EXERCISE TASK A - Name every astronomical object or grouping that the supernova article below identifies by a proper name.

===== EXCERPT TO READ

The supernova, also known as SN 2020fqv, was discovered in April 2020 by the Zwicky Transient Facility at the Palomar Observatory in San Diego, California. The star’s location is said to be Butterfly Galaxies — a pair of members located in the Virgo galaxy cluster.
"We used to talk about supernova work like we were crime scene investigators, where we would show up after the fact and try to figure out what happened to that star,” Ryan Foley, an assistant professor at the University of California, said in a statement.
"This is a different situation, because we really know what's going on and we actually see the death in real time."
Based on these observations, the star is expected to have died millions of years ago.
Astronomers were able to get “holistic views” of the event, capturing detailed pictures of the stars in their “final moments” and how they exploded.
"We rarely get to examine this very close-in circumstellar material since it is only visible for a very short time, and we usually don't start observing a supernova until at least a few days after the explosion," added Samaporn Tinyanont, lead author on the study's paper, published in the Monthly Notices of the Royal Astronomical Society.
Theoretical models and ultra-rapid observations of the supernova helped the team determine the star's mass to be about 14 to 15 times the mass of the sun before it exploded. In order to understand how massive stars die, it is imperative to understand their mass.

==========

EXERCISE TASK B - Edit the records from the line containing "Task: Indicate the purple end" down to the end of the records. Change "football" to "soccer" and keep everything else the same.

===== EXTRACTED MATERIAL

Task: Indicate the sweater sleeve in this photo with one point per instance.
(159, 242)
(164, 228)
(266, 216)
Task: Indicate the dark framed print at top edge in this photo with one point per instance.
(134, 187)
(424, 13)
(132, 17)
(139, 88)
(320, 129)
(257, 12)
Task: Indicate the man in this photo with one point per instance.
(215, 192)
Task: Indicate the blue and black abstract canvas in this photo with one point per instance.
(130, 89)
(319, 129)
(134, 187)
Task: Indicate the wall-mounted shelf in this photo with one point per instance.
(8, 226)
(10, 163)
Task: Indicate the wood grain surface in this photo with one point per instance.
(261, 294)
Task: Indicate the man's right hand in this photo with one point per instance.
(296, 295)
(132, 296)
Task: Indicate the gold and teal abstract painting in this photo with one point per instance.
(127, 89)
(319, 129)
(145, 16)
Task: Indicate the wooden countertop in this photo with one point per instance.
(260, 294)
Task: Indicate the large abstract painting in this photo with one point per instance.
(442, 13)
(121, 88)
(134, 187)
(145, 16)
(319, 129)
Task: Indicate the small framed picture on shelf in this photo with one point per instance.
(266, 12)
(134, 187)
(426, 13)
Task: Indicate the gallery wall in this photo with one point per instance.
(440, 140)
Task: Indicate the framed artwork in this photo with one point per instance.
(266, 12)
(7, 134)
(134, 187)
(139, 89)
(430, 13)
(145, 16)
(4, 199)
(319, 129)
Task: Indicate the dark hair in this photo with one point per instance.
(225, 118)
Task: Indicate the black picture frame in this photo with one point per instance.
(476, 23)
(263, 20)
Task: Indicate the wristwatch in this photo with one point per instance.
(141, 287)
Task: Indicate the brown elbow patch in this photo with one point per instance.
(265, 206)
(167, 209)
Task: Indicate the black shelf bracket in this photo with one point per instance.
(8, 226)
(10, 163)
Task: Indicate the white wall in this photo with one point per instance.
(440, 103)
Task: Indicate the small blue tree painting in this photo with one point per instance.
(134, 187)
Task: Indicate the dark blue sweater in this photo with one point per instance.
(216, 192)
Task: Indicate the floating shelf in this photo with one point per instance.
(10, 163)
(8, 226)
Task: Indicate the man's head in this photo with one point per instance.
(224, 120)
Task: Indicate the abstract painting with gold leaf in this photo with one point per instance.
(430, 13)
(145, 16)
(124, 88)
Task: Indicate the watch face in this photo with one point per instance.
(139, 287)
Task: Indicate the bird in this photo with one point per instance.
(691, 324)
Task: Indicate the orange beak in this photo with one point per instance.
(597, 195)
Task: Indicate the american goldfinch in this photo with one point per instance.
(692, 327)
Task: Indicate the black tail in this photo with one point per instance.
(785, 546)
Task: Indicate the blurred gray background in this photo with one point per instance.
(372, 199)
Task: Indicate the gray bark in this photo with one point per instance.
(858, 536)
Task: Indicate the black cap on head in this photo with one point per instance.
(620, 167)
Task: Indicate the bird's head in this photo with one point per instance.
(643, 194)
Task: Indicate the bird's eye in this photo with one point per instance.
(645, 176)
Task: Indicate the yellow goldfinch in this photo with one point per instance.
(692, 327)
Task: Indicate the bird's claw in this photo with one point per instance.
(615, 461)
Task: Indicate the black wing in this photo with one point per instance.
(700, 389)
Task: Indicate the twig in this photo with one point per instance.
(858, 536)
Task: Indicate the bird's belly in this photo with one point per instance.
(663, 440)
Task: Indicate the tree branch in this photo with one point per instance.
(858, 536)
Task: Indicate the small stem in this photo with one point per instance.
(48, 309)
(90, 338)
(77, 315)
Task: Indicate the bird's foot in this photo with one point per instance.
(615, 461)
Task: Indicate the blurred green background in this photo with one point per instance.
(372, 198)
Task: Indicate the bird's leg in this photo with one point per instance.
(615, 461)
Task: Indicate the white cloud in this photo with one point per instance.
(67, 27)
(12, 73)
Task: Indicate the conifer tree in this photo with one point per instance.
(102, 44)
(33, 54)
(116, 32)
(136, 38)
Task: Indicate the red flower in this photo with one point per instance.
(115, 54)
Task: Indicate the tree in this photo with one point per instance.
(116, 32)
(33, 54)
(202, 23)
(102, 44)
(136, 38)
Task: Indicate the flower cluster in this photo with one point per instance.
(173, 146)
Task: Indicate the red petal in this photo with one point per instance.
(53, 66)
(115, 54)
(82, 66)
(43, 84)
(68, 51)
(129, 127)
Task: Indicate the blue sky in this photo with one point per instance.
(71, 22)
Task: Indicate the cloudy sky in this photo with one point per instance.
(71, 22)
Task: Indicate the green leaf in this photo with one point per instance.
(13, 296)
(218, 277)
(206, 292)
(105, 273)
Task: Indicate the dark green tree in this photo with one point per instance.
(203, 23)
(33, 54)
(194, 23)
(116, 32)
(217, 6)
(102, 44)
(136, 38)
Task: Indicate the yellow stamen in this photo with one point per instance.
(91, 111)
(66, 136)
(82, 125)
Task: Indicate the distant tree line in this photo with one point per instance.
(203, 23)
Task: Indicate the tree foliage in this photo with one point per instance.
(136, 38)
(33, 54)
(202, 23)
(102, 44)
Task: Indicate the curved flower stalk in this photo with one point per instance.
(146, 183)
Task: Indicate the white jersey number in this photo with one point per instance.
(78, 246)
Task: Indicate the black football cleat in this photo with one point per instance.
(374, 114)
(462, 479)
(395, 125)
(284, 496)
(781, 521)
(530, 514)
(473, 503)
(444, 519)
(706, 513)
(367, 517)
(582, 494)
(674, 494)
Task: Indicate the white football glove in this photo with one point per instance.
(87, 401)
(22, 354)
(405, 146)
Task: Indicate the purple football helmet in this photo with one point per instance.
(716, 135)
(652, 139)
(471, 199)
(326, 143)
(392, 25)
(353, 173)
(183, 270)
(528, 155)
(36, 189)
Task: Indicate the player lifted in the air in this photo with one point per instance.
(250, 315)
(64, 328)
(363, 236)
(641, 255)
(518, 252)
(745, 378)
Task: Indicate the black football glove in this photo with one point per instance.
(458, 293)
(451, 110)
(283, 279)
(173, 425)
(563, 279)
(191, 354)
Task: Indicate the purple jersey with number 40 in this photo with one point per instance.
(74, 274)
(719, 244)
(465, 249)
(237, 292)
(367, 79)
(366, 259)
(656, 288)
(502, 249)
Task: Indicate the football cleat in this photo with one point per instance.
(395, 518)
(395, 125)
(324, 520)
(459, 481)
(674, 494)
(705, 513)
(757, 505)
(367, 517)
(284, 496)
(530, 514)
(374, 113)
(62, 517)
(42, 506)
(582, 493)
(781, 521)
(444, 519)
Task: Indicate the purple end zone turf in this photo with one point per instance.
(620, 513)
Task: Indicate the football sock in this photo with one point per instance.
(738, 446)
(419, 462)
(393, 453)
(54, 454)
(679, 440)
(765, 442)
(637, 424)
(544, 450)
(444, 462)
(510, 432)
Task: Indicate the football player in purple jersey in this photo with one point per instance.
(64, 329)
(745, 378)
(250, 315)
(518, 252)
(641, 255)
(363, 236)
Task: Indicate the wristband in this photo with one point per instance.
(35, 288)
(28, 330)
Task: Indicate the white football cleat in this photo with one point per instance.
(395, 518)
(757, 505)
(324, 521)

==========

EXPECTED ANSWER A -
SN 2020fqv
the Butterfly Galaxies
the Virgo galaxy cluster

EXPECTED ANSWER B -
Task: Indicate the purple end zone turf in this photo with one point per instance.
(620, 513)
Task: Indicate the soccer sock in this photo with one point per instance.
(738, 446)
(419, 462)
(393, 453)
(54, 454)
(679, 440)
(765, 442)
(637, 424)
(544, 450)
(444, 462)
(510, 432)
Task: Indicate the soccer player in purple jersey in this photo with one point per instance.
(64, 329)
(745, 378)
(250, 315)
(518, 252)
(641, 255)
(363, 236)
Task: Indicate the wristband in this photo with one point per instance.
(35, 288)
(28, 330)
Task: Indicate the white soccer cleat in this photo with one point per instance.
(395, 518)
(757, 505)
(324, 521)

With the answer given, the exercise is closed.